◆ **Exercise requirements**
Please return the entries, omitting and altering nothing.

◆ **Raw data**
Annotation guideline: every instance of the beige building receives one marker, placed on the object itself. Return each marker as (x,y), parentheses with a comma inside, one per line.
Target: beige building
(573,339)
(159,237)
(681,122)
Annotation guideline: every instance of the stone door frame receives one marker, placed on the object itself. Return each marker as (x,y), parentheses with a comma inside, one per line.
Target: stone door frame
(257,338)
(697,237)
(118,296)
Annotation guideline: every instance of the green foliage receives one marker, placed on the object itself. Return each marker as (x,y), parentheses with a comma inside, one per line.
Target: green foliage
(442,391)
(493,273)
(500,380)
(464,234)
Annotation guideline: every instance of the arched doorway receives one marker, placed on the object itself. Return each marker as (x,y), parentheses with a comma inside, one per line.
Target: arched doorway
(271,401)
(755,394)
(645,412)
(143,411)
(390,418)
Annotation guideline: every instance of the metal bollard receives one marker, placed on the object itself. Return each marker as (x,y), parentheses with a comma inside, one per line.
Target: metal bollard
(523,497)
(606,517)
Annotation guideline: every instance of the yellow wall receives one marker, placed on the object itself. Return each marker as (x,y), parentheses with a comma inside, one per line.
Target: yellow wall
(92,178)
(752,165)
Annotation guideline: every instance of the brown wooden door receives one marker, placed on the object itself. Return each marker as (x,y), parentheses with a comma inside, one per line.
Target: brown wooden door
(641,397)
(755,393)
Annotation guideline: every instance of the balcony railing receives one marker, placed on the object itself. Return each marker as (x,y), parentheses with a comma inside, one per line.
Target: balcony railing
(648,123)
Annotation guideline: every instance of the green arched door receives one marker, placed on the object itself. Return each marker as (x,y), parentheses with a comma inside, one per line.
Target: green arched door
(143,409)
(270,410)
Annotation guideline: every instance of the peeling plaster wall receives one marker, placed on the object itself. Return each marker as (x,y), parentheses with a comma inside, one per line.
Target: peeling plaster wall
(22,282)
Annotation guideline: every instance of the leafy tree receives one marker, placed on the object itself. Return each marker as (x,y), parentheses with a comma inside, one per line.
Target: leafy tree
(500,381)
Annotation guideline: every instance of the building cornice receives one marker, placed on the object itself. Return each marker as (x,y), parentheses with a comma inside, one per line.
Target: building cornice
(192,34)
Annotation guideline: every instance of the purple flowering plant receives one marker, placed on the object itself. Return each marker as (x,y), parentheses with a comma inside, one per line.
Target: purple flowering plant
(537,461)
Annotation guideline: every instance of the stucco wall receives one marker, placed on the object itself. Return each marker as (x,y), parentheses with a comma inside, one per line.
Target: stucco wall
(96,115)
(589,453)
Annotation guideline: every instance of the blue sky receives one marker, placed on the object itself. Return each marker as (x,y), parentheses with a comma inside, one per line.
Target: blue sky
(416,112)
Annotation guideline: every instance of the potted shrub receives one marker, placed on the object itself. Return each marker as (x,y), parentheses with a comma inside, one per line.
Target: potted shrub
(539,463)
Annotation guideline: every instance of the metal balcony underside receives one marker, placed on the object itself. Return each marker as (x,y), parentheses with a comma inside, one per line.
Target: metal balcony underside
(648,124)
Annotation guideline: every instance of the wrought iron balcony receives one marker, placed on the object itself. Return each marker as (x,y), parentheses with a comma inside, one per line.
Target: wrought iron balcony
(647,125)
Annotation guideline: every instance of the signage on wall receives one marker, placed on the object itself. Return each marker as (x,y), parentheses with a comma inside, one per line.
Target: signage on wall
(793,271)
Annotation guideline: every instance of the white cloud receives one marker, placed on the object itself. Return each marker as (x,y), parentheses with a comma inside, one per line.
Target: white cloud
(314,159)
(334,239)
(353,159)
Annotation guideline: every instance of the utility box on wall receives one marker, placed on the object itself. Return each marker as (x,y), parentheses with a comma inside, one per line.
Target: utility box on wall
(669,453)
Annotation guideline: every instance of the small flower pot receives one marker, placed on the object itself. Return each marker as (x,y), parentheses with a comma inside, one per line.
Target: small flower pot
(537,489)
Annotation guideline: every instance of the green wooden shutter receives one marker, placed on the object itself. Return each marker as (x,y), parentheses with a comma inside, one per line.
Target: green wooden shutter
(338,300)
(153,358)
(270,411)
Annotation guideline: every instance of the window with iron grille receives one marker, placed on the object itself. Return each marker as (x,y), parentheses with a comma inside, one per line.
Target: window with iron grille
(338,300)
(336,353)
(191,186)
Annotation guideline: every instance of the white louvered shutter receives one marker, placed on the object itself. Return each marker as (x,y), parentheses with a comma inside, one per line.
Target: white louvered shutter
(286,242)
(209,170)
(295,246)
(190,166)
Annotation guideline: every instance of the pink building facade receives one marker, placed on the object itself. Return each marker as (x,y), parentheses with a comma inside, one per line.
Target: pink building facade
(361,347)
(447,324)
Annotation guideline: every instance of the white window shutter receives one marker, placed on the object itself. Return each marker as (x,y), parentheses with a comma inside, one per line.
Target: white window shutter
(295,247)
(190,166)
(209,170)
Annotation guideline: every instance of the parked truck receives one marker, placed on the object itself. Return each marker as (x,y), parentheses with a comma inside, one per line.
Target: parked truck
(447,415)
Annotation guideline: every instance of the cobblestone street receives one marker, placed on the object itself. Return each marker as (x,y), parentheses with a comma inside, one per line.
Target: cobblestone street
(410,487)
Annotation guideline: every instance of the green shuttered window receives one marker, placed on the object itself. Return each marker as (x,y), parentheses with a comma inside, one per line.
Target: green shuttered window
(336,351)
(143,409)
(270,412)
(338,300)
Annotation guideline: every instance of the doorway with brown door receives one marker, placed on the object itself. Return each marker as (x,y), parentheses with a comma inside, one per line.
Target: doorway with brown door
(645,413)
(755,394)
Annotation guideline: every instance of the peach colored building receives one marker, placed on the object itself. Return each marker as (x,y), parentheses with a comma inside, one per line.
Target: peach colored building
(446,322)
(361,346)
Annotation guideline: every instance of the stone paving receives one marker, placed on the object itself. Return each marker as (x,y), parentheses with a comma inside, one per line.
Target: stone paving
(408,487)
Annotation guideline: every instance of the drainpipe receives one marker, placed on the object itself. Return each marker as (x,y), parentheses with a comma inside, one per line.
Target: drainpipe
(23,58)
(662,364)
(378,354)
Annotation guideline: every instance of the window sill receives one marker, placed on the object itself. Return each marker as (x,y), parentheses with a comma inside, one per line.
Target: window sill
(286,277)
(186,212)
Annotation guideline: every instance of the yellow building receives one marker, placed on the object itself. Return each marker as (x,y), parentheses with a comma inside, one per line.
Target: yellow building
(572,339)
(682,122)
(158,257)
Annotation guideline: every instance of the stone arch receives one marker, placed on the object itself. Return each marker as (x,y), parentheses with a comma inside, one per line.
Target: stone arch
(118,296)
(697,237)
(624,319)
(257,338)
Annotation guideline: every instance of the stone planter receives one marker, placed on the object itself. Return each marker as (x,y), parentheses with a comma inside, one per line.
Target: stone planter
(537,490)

◆ **Expected answer**
Annotation guideline: every instance of the beige building receives one marker, placed on the object itself. Return each marker as (x,y), parentheses with a comma inside, one per line.
Target: beige building
(573,339)
(159,237)
(681,122)
Annotation guideline: every instance of the stone door frame receives one marker, placed on the object itself. Return each marker as (x,y), parentheses with a comma inside, one per line.
Target: stone door frame
(257,338)
(697,237)
(118,296)
Annotation guideline: every instance of the green foliage receives one marker, placed on the object itself. Return each marker as (x,y), parentheses with a comma inside, one per line.
Target: green foliage
(442,391)
(493,273)
(500,380)
(464,234)
Annotation guideline: every instance of the arched doorway receives one marker, placed on the object itself. Return each marker as (x,y), parentheses with a comma inside, one per line.
Target: arched doorway
(271,401)
(755,394)
(645,412)
(143,411)
(390,418)
Annotation guideline: every instance of the metal bollard receives one marker, placed on the object itself. Return each marker as (x,y), parentheses with a comma inside, one per line.
Target: metal bollard
(523,497)
(606,517)
Annotation guideline: every instance of the yellow wall receives one marker, placed on the object itself. Return each marker as (x,y), parentheses with a comma inside, one per line.
Target: yellow wall
(92,178)
(752,165)
Annotation guideline: every instance of the brown wooden door receives one marker, placed on the object itself. Return each marker as (x,y), parentheses with a comma inside, one per line.
Target: brown wooden door
(641,397)
(755,393)
Annotation guideline: every instance of the balcony railing receives one marker, placed on the object itself. Return each marker as (x,y), parentheses with a comma inside, one per line.
Target: balcony railing
(648,123)
Annotation guideline: every instance of the green arched door receives one marker, placed on the object itself. Return each marker as (x,y), parentheses with a comma inside, one per line.
Target: green arched door
(143,409)
(270,410)
Annotation guideline: every instance of the peeling plaster wall receives one marker, placed on the object itself. Return each marker as (x,y), parentheses with a comma inside, one per line.
Target: peeling plaster wall
(22,282)
Annotation guideline: every instance of the leafy tree receives one marker, placed on the object itself. Return each marker as (x,y), parentheses with a comma inside, one per line.
Target: leafy tree
(500,381)
Annotation guideline: every instance of the building cornice receives one marker, placed on the object itself. Return each marker as (x,y), parentheses with a comma inside, one per line.
Target: building cornice
(192,34)
Annotation guideline: every instance of the purple flowering plant receives one marker, placed on the object itself. Return each marker as (x,y), parentheses with a comma inside, one per line.
Target: purple flowering plant
(537,461)
Annotation guideline: every instance of the stucco wall receives one marker, placed on the object itself. Return each marker as (x,y), parentheses with a comma inside, one per line.
Target: stucco wall
(96,115)
(589,453)
Annotation guideline: every instance of the blue sky receives one marker, placed on the object itself. Return each marker as (x,y), parentheses with a comma inside, one per line.
Target: blue sky
(416,112)
Annotation guideline: every instance of the potted shrub receives one marker, placed on the object itself. Return each marker as (x,y), parentheses with a comma inside, one per line.
Target: potted shrub
(539,463)
Annotation guideline: every instance of the metal balcony underside receives one marker, placed on the object itself. Return each marker as (x,y), parentheses with a comma inside, one per line.
Target: metal balcony underside
(648,124)
Annotation guideline: every instance of the wrought iron balcony receives one marker, placed on the object itself. Return each marker as (x,y), parentheses with a comma inside, one per line.
Target: wrought iron balcony
(647,125)
Annotation guideline: every instance of the signage on wall receives one marker, placed on the object itself. Return each marker as (x,y), parentheses with a comma inside, one per line.
Target: signage on wall
(793,271)
Annotation guideline: every instance of the white cloud receives one marker, placed on the object itself. Return each marker as (x,y), parentheses with a comma inside, one per line.
Target: white cloud
(314,159)
(334,239)
(353,159)
Annotation guideline: every instance of the utility box on wall receives one marker, placed on the object itself. Return each marker as (x,y), parentheses with a comma inside, one per line.
Target: utility box on wall
(669,453)
Annotation guideline: every instance of the small flower pot receives one marker, placed on the object itself. Return each marker as (x,y), parentheses with a comma inside, one per line.
Target: small flower pot
(537,489)
Annotation guideline: every instance of the green wooden shutter receives one marker, placed on the object itself. Return each marker as (x,y), parentheses with a comma inside, one per line.
Target: green wooden shutter
(338,300)
(153,358)
(270,411)
Annotation guideline: every instance of the window with iron grille receives one marker, placed on the object itself. Return each marker as (x,y), parentheses with a comma inside, one per line.
Target: window with iron grille
(338,300)
(336,353)
(191,186)
Annotation guideline: every instance of the white louvered shutter receives one marker, placed on the object itself. Return each marker as (x,y), parentheses with a comma inside, one per line.
Target: white louvered shutter
(286,242)
(209,170)
(295,246)
(190,166)
Annotation guideline: every instance of the pink building facade receives one marker, placed on the object itself. Return each marker as (x,y), parentheses with a comma inside, one per line.
Target: pink building facade
(361,347)
(447,324)
Annotation guideline: every instance of the white window shutter receives one marker, placed on the object itself. Return each marker as (x,y), parentheses with a comma inside, one per line.
Target: white window shutter
(295,247)
(190,166)
(209,170)
Annotation guideline: every instance of the parked truck receives one marker, placed on the object itself. Return each marker as (x,y), parentheses with a comma inside, one per line.
Target: parked truck
(447,415)
Annotation guideline: every instance of the cobblestone street receives one marker, placed on the object itself. Return each marker as (x,y), parentheses with a comma inside, one per line.
Target: cobblestone street
(410,487)
Annotation guideline: every instance of the green shuttered window receives one marker, placed on the object itself. Return each marker as (x,y), parentheses with a comma inside, one per line.
Target: green shuttered window
(336,351)
(143,409)
(270,412)
(338,300)
Annotation guideline: every instance of the doorway with brown door receives one marker, placed on the object itself. Return each marker as (x,y), parentheses with a comma inside, one per line.
Target: doorway with brown door
(645,413)
(755,394)
Annotation guideline: every instance of the peach colored building receives one marker, placed on the object itself. Return each marker as (x,y), parentheses with a comma inside, one per line.
Target: peach colored building
(446,322)
(361,346)
Annotation guideline: every instance of the stone paving receives one marker, placed on the object itself. Return each marker as (x,y), parentheses with a comma inside, one per line.
Target: stone paving
(408,487)
Annotation guideline: every instance of the drainpipe receives one marker, placed on the object itself. Return each marker as (x,y), parentheses with a comma inside, one per line.
Target: drainpipe
(23,58)
(662,364)
(378,354)
Annotation guideline: every instance of the window sill receives one marker, placed on the object itself. Return each marker as (x,y), parentheses with a comma inside, one per line.
Target: window sill
(286,277)
(186,212)
Annotation guideline: every instance of the yellow building receives one marker, placed on the object itself. Return each marker as (x,y), parentheses with a comma inside, one per line.
Target: yellow building
(572,339)
(682,122)
(158,257)
Annotation guideline: every instance of the stone arch receives one marker, placed on the object itself. Return each marker as (x,y), parentheses with a comma inside, one per line.
Target: stone arch
(118,296)
(697,237)
(624,319)
(257,338)
Annotation guideline: every instance of the stone planter receives one marker, placed on the object itself. Return each marker as (x,y), parentheses with a comma inside, one per line.
Target: stone planter
(537,490)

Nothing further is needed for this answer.